# Start of Text section
4. Delmon Youngs sprained left fat says:

At least fans know you’re supposed to suck worse as you get later into your 20’s.

• Chummy Z says:

Nice name

5. Argoyle says:

Do we know if these exuberant fan projections from years past were off the mark?

• Anon21 says:

He says right in the article that fans annually overpredict WAR (presumably just for the players they project) by 20%.

• Argoyle says:

I knew skimming would pay off

• futant462 says:

But after normalizing for that, the point stands, which is more accurate. Seems like an obvious ommision

• philosofool says:
FanGraphs Supporting Member

It would be a fun discovery to learn that twenty four and under players are on average half a win better than the next best age group, but it would also be pretty surprising.

• Argoyle says:

But the 25-28 group would include more mediocre and less talented players than the under 24 set, no?

• Anon21 says:

Less talented, yes; less productive, probably not.

• Argoyle says:

It’s at least an open question to my mind. The best of the 25-28 group will likely be better, but more of the under-24 group may congregate around 2-3 WAR, while more 25-28-yr old players are closer to replacement level.

Maybe not likely, but it’s possible.

• philosofool says:
FanGraphs Supporting Member

Remeber that talented 24 year o,ds graduate to being players in their prime, they survive and often improve while less talented players are selectd out of the pool.
# End of Text section
# Start of Dataset extract
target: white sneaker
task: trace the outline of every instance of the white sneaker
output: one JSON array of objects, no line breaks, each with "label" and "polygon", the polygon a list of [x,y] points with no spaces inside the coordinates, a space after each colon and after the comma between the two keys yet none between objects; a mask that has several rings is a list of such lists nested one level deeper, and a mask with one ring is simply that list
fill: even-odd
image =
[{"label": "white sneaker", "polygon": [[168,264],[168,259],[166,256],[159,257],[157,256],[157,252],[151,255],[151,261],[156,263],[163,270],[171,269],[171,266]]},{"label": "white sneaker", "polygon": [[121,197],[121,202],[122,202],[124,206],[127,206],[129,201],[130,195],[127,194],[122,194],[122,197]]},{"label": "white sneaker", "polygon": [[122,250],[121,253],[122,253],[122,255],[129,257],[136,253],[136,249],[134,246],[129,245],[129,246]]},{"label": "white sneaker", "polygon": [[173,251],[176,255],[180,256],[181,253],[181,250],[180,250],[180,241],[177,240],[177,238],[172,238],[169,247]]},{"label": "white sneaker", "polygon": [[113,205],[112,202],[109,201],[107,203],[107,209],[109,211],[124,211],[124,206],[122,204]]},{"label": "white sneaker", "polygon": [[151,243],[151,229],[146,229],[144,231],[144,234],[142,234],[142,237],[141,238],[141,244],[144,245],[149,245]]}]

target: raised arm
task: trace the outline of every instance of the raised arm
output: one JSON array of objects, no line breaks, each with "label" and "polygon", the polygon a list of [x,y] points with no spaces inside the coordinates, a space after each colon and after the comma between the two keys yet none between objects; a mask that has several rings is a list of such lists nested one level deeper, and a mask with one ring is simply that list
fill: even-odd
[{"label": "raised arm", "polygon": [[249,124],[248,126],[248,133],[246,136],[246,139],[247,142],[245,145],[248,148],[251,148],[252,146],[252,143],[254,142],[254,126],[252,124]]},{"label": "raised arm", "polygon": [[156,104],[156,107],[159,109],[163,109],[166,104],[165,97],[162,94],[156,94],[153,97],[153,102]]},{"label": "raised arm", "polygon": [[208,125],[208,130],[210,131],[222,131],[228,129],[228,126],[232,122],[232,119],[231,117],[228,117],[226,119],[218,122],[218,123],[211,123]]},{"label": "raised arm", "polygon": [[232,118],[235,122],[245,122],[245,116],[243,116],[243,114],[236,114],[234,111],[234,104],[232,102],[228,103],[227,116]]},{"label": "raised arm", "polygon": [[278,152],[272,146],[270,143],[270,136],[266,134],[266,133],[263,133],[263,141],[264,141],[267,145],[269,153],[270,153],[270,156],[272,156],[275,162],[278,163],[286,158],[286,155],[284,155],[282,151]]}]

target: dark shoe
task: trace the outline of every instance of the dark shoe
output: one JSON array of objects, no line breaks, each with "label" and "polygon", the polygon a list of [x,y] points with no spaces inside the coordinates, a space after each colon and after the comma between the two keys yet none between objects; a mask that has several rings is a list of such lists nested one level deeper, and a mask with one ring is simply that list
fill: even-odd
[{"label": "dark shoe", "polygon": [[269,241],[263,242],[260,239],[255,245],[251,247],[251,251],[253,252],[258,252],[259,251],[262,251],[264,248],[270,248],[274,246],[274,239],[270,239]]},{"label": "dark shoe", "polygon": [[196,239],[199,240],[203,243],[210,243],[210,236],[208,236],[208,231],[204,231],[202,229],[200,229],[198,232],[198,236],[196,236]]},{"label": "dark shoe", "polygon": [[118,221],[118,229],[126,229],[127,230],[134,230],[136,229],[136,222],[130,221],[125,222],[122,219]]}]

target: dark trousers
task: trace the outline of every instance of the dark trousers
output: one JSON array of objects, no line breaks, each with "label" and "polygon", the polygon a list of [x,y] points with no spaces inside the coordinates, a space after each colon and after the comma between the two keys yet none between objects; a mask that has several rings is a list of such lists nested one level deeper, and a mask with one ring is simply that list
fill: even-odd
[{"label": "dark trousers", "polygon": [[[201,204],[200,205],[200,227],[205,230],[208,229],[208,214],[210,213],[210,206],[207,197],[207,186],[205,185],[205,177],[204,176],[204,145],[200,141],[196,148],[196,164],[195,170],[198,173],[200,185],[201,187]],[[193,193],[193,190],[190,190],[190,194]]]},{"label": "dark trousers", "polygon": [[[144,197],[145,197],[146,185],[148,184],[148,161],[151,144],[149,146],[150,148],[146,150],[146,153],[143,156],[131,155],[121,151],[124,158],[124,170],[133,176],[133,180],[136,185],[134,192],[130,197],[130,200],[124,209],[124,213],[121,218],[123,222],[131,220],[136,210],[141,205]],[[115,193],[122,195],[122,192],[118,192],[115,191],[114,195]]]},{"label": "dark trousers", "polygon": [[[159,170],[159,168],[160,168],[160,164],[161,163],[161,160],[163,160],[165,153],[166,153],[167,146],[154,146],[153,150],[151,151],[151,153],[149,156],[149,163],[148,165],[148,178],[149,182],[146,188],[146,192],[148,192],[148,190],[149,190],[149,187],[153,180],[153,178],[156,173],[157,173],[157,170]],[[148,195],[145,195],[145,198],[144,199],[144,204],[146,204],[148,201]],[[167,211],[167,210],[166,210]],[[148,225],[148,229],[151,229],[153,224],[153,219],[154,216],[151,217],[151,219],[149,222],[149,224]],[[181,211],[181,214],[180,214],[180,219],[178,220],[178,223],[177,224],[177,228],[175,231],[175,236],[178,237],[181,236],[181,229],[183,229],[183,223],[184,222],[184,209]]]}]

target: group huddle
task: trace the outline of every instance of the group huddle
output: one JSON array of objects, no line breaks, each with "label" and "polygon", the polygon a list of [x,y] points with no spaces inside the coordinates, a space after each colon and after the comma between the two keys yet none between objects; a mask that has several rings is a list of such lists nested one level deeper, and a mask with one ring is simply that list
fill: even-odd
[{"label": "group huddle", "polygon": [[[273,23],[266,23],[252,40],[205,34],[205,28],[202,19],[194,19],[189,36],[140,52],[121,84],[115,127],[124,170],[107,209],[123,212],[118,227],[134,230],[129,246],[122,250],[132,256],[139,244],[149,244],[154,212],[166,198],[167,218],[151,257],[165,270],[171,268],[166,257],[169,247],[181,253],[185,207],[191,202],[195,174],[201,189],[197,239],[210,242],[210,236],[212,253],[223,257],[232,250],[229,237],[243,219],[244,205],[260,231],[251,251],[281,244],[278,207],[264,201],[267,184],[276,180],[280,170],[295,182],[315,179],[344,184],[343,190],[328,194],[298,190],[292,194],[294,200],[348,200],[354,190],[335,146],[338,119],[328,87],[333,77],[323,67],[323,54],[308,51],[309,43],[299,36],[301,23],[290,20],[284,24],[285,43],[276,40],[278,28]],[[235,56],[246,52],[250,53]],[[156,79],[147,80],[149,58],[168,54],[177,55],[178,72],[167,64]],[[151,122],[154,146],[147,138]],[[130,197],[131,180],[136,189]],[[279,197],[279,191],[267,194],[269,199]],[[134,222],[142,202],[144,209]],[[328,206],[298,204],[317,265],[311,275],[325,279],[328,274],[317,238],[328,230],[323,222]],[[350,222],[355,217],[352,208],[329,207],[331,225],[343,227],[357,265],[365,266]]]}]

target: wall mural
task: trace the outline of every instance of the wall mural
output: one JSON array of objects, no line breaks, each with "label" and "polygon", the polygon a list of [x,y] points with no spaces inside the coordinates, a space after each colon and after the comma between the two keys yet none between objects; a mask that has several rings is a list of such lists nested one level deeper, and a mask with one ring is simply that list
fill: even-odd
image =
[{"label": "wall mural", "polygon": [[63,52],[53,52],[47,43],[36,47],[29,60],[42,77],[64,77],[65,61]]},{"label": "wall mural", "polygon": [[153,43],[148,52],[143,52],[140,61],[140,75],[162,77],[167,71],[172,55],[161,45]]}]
# End of Dataset extract
## Problems to work on
1. In the comment thread on fan WAR projections, by what percentage does the article say fans overpredict WAR each year?
2. Resume the comment thread on fan WAR projections, starting after its final comment.
The data that comes after the comment thread is separate material and has no connection to it.

## Results of the tasks
1. By 20%.

2.
• Anon21 says:

Possible, sure, but I think we’re on fairly firm ground thinking the relationship goes the other way. Young, unproductive, but toolsy players are more likely to receive playing time (particularly on noncontenders) than older nonproductive players, who are usually presumed to have reached whatever potential they have.

• Argoyle says:

It seems there are a fair amount of guys aged 26, 27 whose ceiling is around 2 WAR and are more likely to give you 0.5-1.5 WAR but are plugged into to fill holes in lineups and the back end of rotations, even on contending teams. These guys are “solid.”

So, you are not a fan anymore Dave?

• boss says:

#### +12

• smiley54663 says:

Dave’s a robot

• Steve 1 says:

Guess that’s what happens when you’re a Mariners fan that moves to North Carolina.

7. HAL 9000 says:

I know I’ve made some very poor decisions recently, but I can give you my complete assurance that my work will be back to normal. I’ve still got the greatest enthusiasm and confidence in the mission. And I want to help you.

8. Tom in Ohio says:

George W. Bush did 9-11

• Well-Beered Englishman says:

Barry Bonds did 756

I would assume that the sample of Fans projecting would probably be skewed towards projecting players on their favorite teams, as opposed to random samples, no? I certainly know of a certain subset of the general fanbase that believes that the Baltimore Orioles are favorites in the AL East this year, for example. Steve Johnson and Miguel Gonzalez don’t actually project to be good this year, right?

10. Ben says:

So if the fans overproject WAR by 20% every year, how close does Steamer get every year?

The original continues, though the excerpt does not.